## TO DO:
Continue the news report on the failed suicide attack at Baghdad's Green Zone, starting right after its final sentence.

BAGHDAD, Friday (Reuters) Iraqi forces thwarted a triple suicide attack on Baghdad's Green Zone government compound on Thursday, killing two bombers before they reached a checkpoint and capturing one alive, U.S. military spokesmen said.

Iraqi forces guarding the checkpoint spotted what they identified as a suicide bomber driving towards them during the morning rush hour, Brigadier General Donald Alston said. They opened fire, and the bomb went off before reaching them.

Two other bombers, strapped with explosives, then ran toward them. One was shot and killed as his vest detonated when he fell. That blast wounded the third bomber, the U.S. military said in a later statement. As Iraqi soldiers began to treat him and four other wounded Iraqis they noticed his explosives.

"That bomber was then shot by the IPs (Iraqi police)," the statement said. After an Iraqi bomb disposal expert defused the charges, the third man was taken, paralysed and in critical condition, to hospital, it added.

Doctors at the city's Yarmouk hospital said they had seen two bodies and five wounded, apparently including the captured bomber. He was being treated in the custody of Iraqi police, but U.S. officers expected to interview him, Alston told reporters.

The attack "failed in every way because of discipline and courage under fire of the Iraqi security forces", he added.

Dataset entries
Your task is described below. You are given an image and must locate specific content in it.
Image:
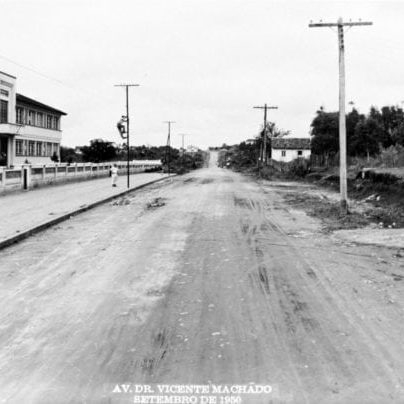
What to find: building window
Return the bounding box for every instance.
[22,140,28,156]
[36,112,43,127]
[46,115,52,129]
[35,142,42,156]
[0,100,8,123]
[16,107,24,125]
[27,110,35,125]
[28,140,35,156]
[53,116,59,130]
[15,140,24,156]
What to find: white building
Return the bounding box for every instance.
[271,137,311,163]
[0,71,66,167]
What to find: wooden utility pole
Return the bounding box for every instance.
[253,104,278,165]
[115,84,139,188]
[164,121,175,175]
[178,133,189,155]
[309,18,372,214]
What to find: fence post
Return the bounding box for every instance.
[0,167,6,190]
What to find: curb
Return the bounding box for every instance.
[0,174,177,250]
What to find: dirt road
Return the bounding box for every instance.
[0,156,404,403]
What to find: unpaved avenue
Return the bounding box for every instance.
[0,153,404,403]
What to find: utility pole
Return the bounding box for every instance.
[178,133,189,154]
[115,84,139,188]
[253,104,278,165]
[309,17,373,214]
[164,121,175,175]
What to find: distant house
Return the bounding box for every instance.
[271,137,311,163]
[0,71,66,167]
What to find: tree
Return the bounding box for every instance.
[311,108,339,157]
[391,122,404,146]
[60,146,81,163]
[350,117,383,160]
[81,139,116,163]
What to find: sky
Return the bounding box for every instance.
[0,0,404,148]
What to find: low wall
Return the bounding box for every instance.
[0,160,162,193]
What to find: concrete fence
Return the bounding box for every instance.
[0,160,162,194]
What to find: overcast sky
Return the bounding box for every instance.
[0,0,404,147]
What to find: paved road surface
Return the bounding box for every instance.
[0,153,404,403]
[0,173,166,241]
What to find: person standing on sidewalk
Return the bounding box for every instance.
[111,164,118,187]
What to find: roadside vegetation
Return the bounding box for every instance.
[60,139,207,174]
[219,106,404,229]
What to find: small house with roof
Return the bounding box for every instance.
[0,71,66,167]
[271,137,311,163]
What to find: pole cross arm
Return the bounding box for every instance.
[309,21,373,28]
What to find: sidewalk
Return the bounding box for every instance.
[0,173,168,248]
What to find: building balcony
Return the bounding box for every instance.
[0,122,62,141]
[0,122,22,135]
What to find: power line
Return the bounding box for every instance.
[163,121,176,175]
[309,18,372,214]
[114,84,139,188]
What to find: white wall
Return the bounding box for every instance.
[272,149,311,163]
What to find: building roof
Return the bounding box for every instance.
[17,93,67,115]
[0,70,17,79]
[271,137,310,150]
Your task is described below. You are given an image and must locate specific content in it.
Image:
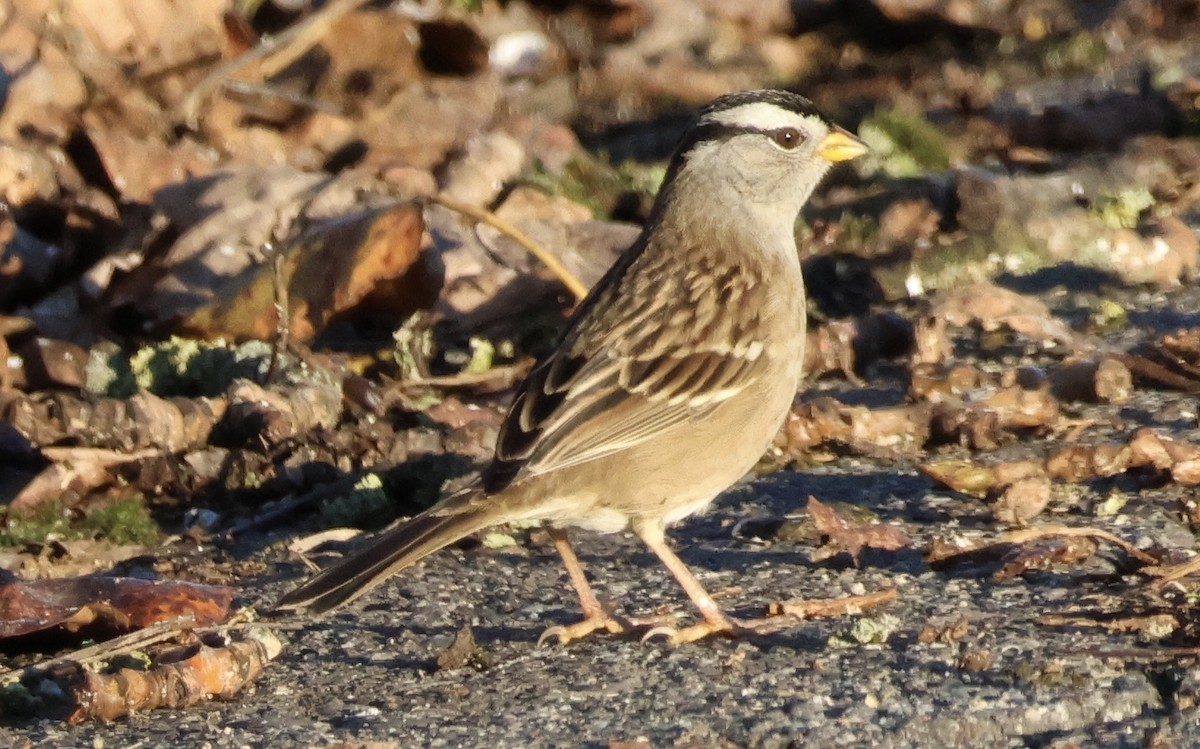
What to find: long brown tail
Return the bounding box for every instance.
[277,507,496,613]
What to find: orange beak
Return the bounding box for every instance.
[817,126,870,163]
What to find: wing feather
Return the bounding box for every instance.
[484,235,769,492]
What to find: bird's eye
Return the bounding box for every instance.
[770,127,804,150]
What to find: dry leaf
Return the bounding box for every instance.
[0,577,233,637]
[808,497,910,564]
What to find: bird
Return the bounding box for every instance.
[277,89,868,643]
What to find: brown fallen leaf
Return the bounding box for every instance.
[0,390,227,460]
[1037,613,1180,639]
[784,397,930,457]
[0,577,233,639]
[932,281,1076,346]
[8,448,158,514]
[991,535,1096,580]
[1116,328,1200,393]
[917,616,971,645]
[1050,356,1133,405]
[925,526,1158,579]
[808,496,910,564]
[991,477,1050,526]
[767,588,899,619]
[438,625,491,671]
[179,203,440,342]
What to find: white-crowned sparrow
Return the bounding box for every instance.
[280,90,865,642]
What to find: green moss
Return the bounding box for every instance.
[0,497,161,546]
[320,473,395,528]
[463,336,496,375]
[858,109,950,178]
[80,497,160,546]
[86,336,278,397]
[1042,31,1109,73]
[1092,187,1156,229]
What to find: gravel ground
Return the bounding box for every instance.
[9,465,1200,747]
[9,283,1200,748]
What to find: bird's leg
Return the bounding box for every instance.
[538,528,629,645]
[634,522,796,645]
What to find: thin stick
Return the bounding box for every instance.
[994,526,1158,564]
[430,194,588,300]
[1151,557,1200,588]
[769,588,898,619]
[179,0,370,130]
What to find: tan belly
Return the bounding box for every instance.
[539,366,799,533]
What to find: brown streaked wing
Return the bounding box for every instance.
[484,242,768,492]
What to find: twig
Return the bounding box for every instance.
[263,242,292,385]
[430,194,588,300]
[992,526,1158,564]
[1151,557,1200,588]
[0,618,193,682]
[178,0,370,130]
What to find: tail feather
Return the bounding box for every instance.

## RESPONSE TO THE TASK:
The vast Green Zone, comprising former palaces, hotels and government buildings along the bank of the Tigris River, is completely surrounded by towering concrete blast walls that often cut through entire neighbourhoods. It houses both the Shi'ite- and Kurdish-led government and its American backers.

U.S. forces also announced the capture of a man they described as a senior lieutenant of Iraq's al Qaeda leader Abu Musab al-Zarqawi, the second person described as a key aide to the Jordanian militant whose capture they announced this week.

They said Abu Seba, caught in Ramadi on July 9, had played a role in the kidnapping and killing of Egypt's envoy to Iraq, Ihab el-Sherif, snatched from the street on July 2.

Catching Thursday's wounded suicide bomber is also a rare intelligence opportunity since few are caught alive.